───── Provided text ─────

Queer|Art, New York City’s home for the creative and professional development of LGBTQ+ artists, is pleased to announce the winner of the second annual Illuminations Grant for Black Trans Women Visual Artists, Lee Laa Ray Guillory. The New Orleans-based visual artist will receive a $10,000 cash grant, professional development support, and individual studio visits with members of the judges panel to support her practice.

2021 Illuminations Grant Judge and legendary performer and fashion icon, Connie (Girl) Fleming writes:
“At the start of this process, my hope was not to merely evaluate but to open my mind to new expressions and cast away my own preconceptions, not only as an artist but as a Trans woman of color. We experience such extreme lives with lessons that influence society and the human condition in numerous ways. I was truly rewarded when looking through the submissions which were filled with rich, powerful works that illuminated the truths of our journeys. Lee Laa Ray Guillory submitted work that moved our spirits & hearts, with a weighty context that carries it on into a future of widening and illuminating the Black Trans experience and its artistry.”

───── Dataset entries ─────

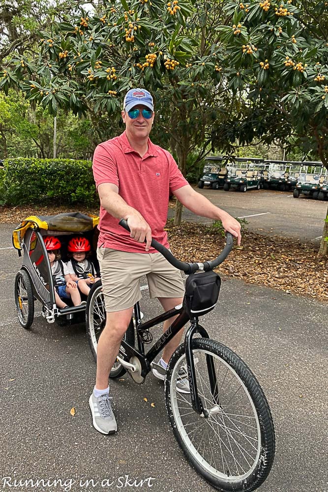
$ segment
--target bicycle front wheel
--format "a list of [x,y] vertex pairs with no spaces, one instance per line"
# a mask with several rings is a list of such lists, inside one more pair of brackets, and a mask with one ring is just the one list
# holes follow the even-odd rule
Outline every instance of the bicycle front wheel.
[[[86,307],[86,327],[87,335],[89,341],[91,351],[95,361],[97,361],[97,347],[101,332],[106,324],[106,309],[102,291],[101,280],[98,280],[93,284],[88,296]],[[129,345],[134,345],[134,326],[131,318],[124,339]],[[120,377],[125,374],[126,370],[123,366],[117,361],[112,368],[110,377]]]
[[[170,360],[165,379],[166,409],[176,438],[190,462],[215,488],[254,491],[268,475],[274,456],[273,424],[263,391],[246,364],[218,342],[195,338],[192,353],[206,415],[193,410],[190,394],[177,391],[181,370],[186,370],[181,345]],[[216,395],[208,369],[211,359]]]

─────
───── Dataset entries ─────

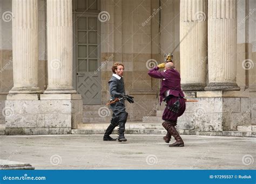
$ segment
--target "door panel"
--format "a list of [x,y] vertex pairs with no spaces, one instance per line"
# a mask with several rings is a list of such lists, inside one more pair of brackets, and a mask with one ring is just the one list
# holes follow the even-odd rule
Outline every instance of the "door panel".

─────

Tasks to complete
a: Edit the grant announcement by rewriting the part that opens with the words containing "Queer|Art, New York" and closes with "support her practice.", with "professional development support" changed to "mentoring support".
b: According to the grant announcement, how large is the cash grant the winner will receive?
c: List everything the grant announcement says the winner will receive.
The records have no connection to the text.

Exercise responses
a:
Queer|Art, New York City’s home for the creative and professional development of LGBTQ+ artists, is pleased to announce the winner of the second annual Illuminations Grant for Black Trans Women Visual Artists, Lee Laa Ray Guillory. The New Orleans-based visual artist will receive a $10,000 cash grant, mentoring support, and individual studio visits with members of the judges panel to support her practice.

b: $10,000

c:
- A $10,000 cash grant
- Professional development support
- Individual studio visits with members of the judges panel